Your objective:
Please display each line in the items below that contains the string "Target".

Input records:
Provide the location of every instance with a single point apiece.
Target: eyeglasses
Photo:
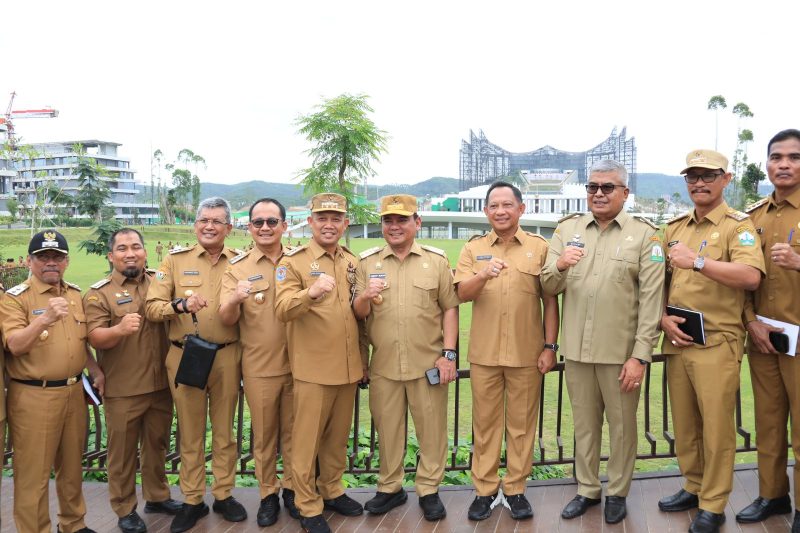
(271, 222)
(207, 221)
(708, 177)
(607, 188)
* * *
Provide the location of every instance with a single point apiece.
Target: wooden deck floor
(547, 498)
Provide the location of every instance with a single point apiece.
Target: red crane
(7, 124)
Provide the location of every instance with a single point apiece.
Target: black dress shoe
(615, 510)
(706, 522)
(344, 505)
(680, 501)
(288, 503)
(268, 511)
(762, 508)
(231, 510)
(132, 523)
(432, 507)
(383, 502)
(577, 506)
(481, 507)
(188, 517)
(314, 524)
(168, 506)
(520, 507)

Answer to this task:
Target: eyeglasses
Target: wooden deck floor
Target: red crane
Target: black dress shoe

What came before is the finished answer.